Extracted text

Walsh-Jennings also highlighted the fact that she strives to live a whole and balanced life, making time for her family and faith, in addition to her rigorous volleyball training schedule. Before each game, she repeats the mantra given to her by her coach -- "breathe, believe, and battle" -- and believes that champions are first made in the mind, that the psychological training is the hardest, whereas the "physical stuff is easy." Similarly, I imagine for many of us, getting motivated to get off the couch and make it out the door is where the real struggle is, not necessarily the actual act of walking or biking or hiking.

Perhaps if we really believed that just 30 minutes of moderate exercise a day would consistently improve our moods, we would be more apt to do it. The good news is that the scientific evidence is out there. Numerous clinical studies have shown that exercise simply works. It helps reduce stress levels, eases depression and anxiety, lifts the spirits, and promotes an undeniable joie de vivre. In fact, a landmark 1999 Duke University study suggested that moderate aerobic exercise done on a regular basis works just as well as Zoloft in older persons to alleviate major depression and has a longer and more lasting impact on mood than medication alone for persons with major depressive disorder.

A case in point: Sanders believes without a doubt that "getting her run on" makes her happy and contributes to her overall level of well-being. She took up running after retiring from swimming and "runs like she used to swim," by creating a schedule and setting concrete goals. As a busy working mom, she strives to fit her workout into the smallest amount of time possible and always makes physical fitness a top priority for not only herself but for her children as well.

So what can we non-Olympians do when we're sitting on the couch, mopey and sad and stressed and not at all motivated to exercise? Many of us seem unnaturally overwhelmed by even the thought of physical activity. We either feel obligated to go all out to make it even worth it (e.g., run so hard and for so long that we are huffing and puffing and about to collapse). Or we exercise religiously for two months straight and then fall off the map for another six months before taking up the cross again. How would it be if we took a calmer, kinder, more even-keeled approach?

Task objective
Continue the passage on exercise and mood from where it stops, following on from its final question about a calmer, more even-keeled approach.

Referring expression pointing data
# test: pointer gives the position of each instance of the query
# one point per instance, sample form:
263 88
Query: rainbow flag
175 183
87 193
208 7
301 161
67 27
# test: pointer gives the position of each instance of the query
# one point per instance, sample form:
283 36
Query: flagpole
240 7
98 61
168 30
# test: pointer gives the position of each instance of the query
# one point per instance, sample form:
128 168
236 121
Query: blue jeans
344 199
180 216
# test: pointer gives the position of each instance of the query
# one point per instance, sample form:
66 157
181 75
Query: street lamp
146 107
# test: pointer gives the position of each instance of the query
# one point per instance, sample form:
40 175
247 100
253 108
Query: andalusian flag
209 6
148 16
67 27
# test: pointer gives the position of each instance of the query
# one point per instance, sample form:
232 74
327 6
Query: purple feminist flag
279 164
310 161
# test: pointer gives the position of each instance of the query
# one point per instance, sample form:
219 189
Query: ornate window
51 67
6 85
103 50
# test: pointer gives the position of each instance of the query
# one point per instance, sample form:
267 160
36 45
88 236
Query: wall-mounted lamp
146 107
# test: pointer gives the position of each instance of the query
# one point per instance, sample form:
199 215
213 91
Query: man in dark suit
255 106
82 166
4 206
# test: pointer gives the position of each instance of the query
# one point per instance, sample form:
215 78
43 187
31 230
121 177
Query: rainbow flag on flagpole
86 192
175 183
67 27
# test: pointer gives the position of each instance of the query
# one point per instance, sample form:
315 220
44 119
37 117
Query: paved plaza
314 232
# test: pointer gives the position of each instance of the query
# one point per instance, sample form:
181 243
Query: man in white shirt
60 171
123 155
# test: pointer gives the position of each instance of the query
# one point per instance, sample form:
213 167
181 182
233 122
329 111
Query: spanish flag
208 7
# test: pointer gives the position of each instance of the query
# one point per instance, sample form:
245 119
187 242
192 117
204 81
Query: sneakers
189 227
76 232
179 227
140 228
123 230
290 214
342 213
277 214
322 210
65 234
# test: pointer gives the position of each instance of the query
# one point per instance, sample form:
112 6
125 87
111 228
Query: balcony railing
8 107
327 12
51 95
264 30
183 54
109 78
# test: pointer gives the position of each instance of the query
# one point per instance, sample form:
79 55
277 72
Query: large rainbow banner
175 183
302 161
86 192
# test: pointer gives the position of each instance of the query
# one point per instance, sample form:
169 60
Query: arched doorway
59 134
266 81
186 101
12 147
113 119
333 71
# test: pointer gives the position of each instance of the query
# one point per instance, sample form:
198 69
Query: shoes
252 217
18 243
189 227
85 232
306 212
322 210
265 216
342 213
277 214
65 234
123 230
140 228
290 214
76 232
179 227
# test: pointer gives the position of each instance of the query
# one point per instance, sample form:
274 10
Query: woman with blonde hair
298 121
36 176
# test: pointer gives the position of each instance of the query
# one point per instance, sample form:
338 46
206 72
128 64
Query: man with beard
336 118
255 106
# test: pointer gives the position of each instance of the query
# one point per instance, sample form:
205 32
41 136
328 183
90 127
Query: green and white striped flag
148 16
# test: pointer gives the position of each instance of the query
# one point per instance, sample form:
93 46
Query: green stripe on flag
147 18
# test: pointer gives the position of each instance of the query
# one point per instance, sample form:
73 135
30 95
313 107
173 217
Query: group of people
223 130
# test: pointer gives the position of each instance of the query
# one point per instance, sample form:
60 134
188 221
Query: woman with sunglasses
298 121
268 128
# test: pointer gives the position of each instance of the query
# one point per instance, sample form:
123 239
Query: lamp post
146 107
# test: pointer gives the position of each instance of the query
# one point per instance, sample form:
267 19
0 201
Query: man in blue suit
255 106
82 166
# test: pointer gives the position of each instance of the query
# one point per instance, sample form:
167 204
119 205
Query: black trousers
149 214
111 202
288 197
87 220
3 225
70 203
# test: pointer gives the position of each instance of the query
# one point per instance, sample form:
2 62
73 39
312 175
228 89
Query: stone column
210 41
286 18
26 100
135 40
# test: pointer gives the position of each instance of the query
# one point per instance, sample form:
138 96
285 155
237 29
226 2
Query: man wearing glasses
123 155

Output of the task
In my practice, I encourage patients to start walking for five minutes a day. Literally set a timer for five minutes and try to walk somewhere during that time. That initial five minutes usually turns into more, but the length of time spent walking isn't even the point. The point is to start being proactive about your mental health in small, sustainable ways. I also do longer walking psychotherapy sessions with patients who can tolerate that level of exertion and most clients find it quite enjoyable. I honestly can't fathom a single downside to walking in a beautiful garden or peaceful park for a little while each day. In fact, on a personal level, I've canceled my fancy gym membership and now just get outside as often as I can. I also accept that I can't always exercise to the same extent every day of the week due to work obligations. And that's okay. But I keep a list and check it twice. Did I at least go for a 30-minute walk a few times this week? Did I take time out to stretch, meditate, and do the things I most enjoy? Am I making my mental and physical health a priority?

With 1 in 4 American adults suffering from a diagnosable mental disorder in a given year, it would behoove us as a nation to use whatever remedies work, both pharmacologic and non-pharmacologic. Aerobic exercise is free, fun, and can bring rapid rewards if done right. We can't all be world-class swimmers or volleyball players and studies have (thankfully) shown that we don't need to be for better mental health. All it takes is some brisk walking or moderate aerobic exercise most days of the week. And that's something almost all of us can do if we really try. No Olympic pedigree required.

So what are some of your own personal experiences with physical fitness and mood? I would love to hear your inspirational stories!